*** Task inputs ***

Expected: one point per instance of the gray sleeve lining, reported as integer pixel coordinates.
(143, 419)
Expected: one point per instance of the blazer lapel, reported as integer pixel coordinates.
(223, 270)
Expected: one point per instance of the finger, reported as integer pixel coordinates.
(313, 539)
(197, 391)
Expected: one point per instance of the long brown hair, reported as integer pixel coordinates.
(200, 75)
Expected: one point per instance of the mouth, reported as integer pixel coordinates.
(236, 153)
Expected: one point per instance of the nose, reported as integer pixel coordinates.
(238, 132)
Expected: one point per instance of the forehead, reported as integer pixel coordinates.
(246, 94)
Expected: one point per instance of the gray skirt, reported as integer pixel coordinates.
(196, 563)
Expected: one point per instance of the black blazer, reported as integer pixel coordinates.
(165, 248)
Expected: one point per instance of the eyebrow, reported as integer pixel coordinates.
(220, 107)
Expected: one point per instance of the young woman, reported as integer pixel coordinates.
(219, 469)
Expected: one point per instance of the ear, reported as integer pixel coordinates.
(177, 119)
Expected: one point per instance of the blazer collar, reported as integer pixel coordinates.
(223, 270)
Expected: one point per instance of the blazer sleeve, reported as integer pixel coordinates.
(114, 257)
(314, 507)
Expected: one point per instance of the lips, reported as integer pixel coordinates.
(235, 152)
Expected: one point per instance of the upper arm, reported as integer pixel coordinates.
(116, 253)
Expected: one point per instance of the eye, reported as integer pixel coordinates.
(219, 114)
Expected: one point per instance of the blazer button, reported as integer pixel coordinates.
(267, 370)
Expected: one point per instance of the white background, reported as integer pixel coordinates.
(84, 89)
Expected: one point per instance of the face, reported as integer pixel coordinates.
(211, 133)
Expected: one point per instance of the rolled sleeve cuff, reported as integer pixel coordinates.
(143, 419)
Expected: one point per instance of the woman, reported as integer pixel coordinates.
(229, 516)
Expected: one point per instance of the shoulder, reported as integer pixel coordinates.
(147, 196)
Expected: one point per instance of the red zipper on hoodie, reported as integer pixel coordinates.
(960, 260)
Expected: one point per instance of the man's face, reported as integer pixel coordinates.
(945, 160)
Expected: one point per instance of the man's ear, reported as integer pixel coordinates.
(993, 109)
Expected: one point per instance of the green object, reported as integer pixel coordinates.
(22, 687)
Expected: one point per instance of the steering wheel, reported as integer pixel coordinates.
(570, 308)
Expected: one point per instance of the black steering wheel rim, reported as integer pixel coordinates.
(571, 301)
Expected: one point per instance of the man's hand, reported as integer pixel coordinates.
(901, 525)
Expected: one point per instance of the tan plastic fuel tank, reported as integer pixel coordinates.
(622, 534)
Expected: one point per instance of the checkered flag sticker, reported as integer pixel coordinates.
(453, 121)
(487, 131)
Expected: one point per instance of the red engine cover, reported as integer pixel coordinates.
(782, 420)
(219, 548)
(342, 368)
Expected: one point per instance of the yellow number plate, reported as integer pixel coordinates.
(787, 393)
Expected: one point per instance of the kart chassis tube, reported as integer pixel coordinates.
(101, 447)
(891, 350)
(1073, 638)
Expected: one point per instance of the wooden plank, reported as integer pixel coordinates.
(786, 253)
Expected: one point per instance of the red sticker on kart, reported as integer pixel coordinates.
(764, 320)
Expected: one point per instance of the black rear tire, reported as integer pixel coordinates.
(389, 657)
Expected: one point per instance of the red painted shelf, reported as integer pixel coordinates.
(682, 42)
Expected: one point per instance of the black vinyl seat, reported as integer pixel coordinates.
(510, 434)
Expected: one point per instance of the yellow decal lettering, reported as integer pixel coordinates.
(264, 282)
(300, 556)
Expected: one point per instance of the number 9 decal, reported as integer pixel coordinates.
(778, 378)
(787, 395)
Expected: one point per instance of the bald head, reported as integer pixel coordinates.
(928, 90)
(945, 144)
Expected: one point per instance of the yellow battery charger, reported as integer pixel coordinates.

*** End of Task inputs ***

**Goal of the exercise:** Copy out each line of the data exactly.

**Exercise answer:**
Expected: one point per instance of the gray sleeve lining, reported as integer pixel coordinates.
(143, 419)
Expected: one point per instance of the blazer lapel, reported as integer pixel coordinates.
(223, 270)
Expected: one point per instance of the finger, reported as integer pixel coordinates.
(313, 539)
(197, 391)
Expected: one point per instance of the long brown hair, reported as integer pixel coordinates.
(200, 75)
Expected: one point per instance of the mouth, reported as integer pixel coordinates.
(236, 153)
Expected: one point per instance of the nose, reported as integer pixel coordinates.
(238, 132)
Expected: one point per instance of the forehead, reported as integer pixel coordinates.
(246, 94)
Expected: one point per instance of the gray skirt, reported as integer pixel coordinates.
(196, 563)
Expected: one point per instance of the black blazer, reported as integer pixel coordinates.
(165, 248)
Expected: one point per instance of the eyebrow, reported as integer pixel coordinates.
(220, 107)
Expected: one point per instance of the young woman, reported as integer pixel coordinates.
(219, 469)
Expected: one point per instance of the ear, reported as integer pixel coordinates.
(177, 119)
Expected: one point per instance of the blazer collar, reported as integer pixel coordinates.
(223, 270)
Expected: one point per instance of the blazer sleeve, reported as integer pixel coordinates.
(114, 257)
(314, 507)
Expected: one point per instance of the lips, reported as integer pixel coordinates.
(235, 152)
Expected: one point per instance of the upper arm, reported as integer pixel coordinates.
(116, 253)
Expected: one point per instance of the eye, reported as integer pixel coordinates.
(219, 114)
Expected: one point per instance of the blazer button, reported as integer pixel coordinates.
(267, 370)
Expected: one point per instance of the white background, reported as integer pixel coordinates.
(84, 89)
Expected: one point per instance of the face, reported as integer pixel coordinates.
(211, 133)
Expected: one point per instance of the rolled sleeve cuff, reported as integer pixel coordinates.
(143, 419)
Expected: one point per instance of the woman, reported as integer pixel coordinates.
(229, 516)
Expected: one point per instance of the shoulder, reported as integer pixel coordinates.
(147, 196)
Expected: one point per instance of the red zipper on hoodie, reported as integer pixel coordinates.
(960, 260)
Expected: one point per instance of the man's face, reported as integer pixel coordinates.
(945, 160)
Expected: one point per instance of the man's ear, reported as integer pixel coordinates.
(993, 109)
Expected: one point per instance of the green object, reported as integer pixel coordinates.
(22, 687)
Expected: one point per instance of the steering wheel, reported as integer pixel coordinates.
(570, 308)
Expected: one point per instance of the black steering wheel rim, reported as integer pixel coordinates.
(571, 301)
Expected: one point per instance of the man's hand, reported as integer pixel coordinates.
(901, 525)
Expected: one point per instance of the tan plastic fuel tank, reported as integer pixel coordinates.
(622, 534)
Expected: one point per instance of the checkered flag sticker, reported as integer pixel coordinates.
(453, 121)
(487, 131)
Expected: one point per instance of the red engine cover, reported as integer pixel coordinates.
(782, 420)
(219, 548)
(342, 368)
Expected: one point per instance of the yellow number plate, reported as integer pixel coordinates.
(787, 393)
Expected: one point per instance of the kart chassis tube, reported as integer pixel coordinates.
(101, 447)
(891, 350)
(1073, 638)
Expected: one point per instance of the wooden plank, reported as integer pixel coordinates.
(786, 253)
Expected: one point per instance of the red sticker on kart, reported as integer pixel coordinates.
(764, 320)
Expected: one point per instance of the black rear tire, reported as integer pixel coordinates.
(389, 657)
Expected: one point per instance of the red painted shelf, reported as integer pixel coordinates.
(682, 42)
Expected: one point per instance of the black vinyl seat, reported as integer pixel coordinates.
(510, 434)
Expected: one point per instance of the yellow decal lettering, reported as integer pixel coordinates.
(264, 282)
(300, 556)
Expected: one point per instance of the number 9 decal, reported as integer pixel coordinates.
(778, 378)
(787, 395)
Expected: one point per instance of the bald head, reported as integer pixel coordinates.
(928, 90)
(945, 144)
Expected: one point per instance of the yellow battery charger, reported as integer pixel coordinates.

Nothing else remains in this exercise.